PROMPT -
From the line containing "Target: white kitchen cabinet" down to the last line of the material, return those lines verbatim and only those.

DATA IN THIS EXERCISE -
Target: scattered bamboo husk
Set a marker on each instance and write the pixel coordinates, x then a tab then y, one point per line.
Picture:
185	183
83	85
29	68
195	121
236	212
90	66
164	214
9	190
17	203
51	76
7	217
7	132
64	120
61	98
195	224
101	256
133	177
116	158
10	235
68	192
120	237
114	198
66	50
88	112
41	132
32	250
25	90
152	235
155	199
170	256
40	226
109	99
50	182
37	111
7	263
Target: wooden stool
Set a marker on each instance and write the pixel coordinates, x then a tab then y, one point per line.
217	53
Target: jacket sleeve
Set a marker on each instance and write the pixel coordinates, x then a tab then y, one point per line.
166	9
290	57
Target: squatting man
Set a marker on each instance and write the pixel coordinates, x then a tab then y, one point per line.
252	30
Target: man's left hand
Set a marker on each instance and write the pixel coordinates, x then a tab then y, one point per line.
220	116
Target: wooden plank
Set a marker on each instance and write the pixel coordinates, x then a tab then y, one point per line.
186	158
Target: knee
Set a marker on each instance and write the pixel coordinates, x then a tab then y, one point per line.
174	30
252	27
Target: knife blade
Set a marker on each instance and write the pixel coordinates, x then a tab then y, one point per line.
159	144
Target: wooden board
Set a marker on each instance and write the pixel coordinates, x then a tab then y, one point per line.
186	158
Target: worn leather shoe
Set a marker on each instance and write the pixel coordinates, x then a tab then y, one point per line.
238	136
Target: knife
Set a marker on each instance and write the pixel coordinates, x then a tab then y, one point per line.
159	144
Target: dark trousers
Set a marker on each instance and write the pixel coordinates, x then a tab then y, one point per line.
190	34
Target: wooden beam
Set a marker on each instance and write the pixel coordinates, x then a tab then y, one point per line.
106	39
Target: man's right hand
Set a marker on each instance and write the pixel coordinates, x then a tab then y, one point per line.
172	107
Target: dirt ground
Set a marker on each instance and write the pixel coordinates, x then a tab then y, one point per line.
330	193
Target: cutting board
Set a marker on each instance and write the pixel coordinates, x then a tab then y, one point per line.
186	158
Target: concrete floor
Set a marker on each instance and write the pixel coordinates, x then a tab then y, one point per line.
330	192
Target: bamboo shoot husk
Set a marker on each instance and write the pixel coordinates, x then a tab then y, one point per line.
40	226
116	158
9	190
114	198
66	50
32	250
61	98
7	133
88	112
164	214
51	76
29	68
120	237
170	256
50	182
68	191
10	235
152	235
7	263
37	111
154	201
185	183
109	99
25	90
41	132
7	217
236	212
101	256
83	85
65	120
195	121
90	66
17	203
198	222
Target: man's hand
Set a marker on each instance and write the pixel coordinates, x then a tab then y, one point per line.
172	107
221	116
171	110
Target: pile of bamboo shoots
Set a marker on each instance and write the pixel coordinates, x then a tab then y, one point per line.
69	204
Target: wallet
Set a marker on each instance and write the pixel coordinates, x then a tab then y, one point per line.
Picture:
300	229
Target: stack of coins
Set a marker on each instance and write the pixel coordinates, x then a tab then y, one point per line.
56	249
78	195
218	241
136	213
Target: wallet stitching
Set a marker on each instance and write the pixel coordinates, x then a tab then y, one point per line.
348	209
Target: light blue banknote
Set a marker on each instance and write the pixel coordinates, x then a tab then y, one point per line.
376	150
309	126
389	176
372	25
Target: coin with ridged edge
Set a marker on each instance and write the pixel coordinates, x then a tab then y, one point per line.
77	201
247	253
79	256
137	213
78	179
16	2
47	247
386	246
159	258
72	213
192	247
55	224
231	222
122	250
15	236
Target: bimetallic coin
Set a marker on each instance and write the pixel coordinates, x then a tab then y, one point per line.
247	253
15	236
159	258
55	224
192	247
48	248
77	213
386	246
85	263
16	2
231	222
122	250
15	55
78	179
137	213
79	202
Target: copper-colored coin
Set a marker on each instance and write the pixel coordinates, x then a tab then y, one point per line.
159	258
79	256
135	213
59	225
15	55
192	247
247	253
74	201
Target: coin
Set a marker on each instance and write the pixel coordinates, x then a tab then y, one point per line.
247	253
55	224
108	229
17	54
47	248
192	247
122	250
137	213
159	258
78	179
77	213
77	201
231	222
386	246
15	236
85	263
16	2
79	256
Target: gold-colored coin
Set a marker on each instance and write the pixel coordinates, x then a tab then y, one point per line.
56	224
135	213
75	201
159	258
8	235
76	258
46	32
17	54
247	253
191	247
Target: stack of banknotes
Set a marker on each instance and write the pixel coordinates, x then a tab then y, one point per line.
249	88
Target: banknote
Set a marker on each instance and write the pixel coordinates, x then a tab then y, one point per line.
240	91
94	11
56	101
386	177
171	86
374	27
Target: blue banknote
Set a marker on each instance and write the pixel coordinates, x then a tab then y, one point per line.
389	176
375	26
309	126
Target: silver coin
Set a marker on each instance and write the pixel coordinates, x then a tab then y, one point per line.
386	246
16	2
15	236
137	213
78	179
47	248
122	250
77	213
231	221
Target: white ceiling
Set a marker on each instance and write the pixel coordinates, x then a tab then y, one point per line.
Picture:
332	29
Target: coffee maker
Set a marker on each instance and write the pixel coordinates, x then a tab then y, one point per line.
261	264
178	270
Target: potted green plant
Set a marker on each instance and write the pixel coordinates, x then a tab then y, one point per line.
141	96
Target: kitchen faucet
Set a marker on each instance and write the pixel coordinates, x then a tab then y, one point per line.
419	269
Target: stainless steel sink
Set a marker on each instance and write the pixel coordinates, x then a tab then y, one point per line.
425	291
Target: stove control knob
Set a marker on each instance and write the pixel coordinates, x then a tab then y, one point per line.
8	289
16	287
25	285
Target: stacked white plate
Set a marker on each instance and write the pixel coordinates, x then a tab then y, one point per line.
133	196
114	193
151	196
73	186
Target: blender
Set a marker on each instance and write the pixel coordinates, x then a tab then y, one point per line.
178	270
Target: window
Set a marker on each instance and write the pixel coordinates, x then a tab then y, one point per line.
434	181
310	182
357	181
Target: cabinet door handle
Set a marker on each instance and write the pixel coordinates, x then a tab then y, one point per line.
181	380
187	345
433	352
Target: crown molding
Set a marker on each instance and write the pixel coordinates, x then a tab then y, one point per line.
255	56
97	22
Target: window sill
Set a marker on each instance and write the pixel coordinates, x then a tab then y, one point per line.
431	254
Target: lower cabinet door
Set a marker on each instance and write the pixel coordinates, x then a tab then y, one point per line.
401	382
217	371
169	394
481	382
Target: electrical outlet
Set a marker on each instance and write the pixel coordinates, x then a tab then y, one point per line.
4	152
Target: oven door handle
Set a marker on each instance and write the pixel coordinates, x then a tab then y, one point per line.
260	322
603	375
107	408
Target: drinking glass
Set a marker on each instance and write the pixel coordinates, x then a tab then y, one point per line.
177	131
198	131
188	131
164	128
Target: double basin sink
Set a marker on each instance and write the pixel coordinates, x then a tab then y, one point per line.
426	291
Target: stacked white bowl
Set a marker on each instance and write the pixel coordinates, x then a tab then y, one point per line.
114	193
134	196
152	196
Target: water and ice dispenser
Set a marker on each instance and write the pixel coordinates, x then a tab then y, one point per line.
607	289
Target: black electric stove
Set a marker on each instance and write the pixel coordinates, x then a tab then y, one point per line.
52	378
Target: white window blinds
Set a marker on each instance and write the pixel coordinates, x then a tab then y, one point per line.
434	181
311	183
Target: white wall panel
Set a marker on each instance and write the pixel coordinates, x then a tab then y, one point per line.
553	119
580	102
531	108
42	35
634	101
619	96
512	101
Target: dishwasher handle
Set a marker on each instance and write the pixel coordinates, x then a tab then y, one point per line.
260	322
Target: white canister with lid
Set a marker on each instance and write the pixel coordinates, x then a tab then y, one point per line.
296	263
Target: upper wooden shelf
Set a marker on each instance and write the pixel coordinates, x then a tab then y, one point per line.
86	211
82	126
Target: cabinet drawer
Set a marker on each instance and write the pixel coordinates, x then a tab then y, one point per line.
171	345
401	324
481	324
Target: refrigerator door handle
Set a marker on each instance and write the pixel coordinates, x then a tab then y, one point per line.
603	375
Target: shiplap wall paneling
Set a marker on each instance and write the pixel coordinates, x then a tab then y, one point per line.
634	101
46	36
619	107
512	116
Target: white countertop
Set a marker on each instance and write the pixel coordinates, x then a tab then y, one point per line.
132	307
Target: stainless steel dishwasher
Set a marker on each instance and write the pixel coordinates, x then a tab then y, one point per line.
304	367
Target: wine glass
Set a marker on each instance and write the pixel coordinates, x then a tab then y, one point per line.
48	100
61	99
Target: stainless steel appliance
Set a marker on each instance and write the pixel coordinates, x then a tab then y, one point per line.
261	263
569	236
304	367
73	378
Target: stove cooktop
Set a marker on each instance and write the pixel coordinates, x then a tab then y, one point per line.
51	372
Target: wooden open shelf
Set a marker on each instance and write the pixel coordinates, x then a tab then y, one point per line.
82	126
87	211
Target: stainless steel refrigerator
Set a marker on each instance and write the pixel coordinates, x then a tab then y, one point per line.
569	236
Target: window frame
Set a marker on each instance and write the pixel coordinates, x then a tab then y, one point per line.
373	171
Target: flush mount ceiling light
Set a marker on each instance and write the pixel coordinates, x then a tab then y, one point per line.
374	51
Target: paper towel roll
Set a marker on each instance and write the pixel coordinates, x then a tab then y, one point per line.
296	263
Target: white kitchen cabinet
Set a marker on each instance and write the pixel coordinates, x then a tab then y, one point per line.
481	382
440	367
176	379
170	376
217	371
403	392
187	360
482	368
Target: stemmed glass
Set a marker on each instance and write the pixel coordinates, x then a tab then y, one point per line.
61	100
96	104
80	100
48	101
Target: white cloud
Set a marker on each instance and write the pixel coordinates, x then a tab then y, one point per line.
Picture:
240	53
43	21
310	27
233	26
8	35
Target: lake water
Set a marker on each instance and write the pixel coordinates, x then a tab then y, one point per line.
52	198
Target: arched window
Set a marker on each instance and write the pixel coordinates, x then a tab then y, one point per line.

FINISHED EXERCISE -
Target: white kitchen cabinet
Set a marker on each instance and write the pixel coordinates, x then a tab then y, one point per line.
481	382
440	367
176	379
170	376
217	371
403	392
187	360
482	368
Target: stemmed glass
Set a marker on each instance and write the pixel coordinates, x then a tab then y, one point per line.
61	100
96	104
80	100
48	101
Target: white cloud
Set a marker on each instance and write the pixel coordinates, x then a tab then y, one point per line.
Picture:
240	53
43	21
310	27
233	26
8	35
Target: lake water
Set a marker on each instance and write the pixel coordinates, x then a tab then y, one point per line.
52	198
Target: arched window
Set a marker on each instance and write the pixel coordinates, x then a tab then y, one point per line.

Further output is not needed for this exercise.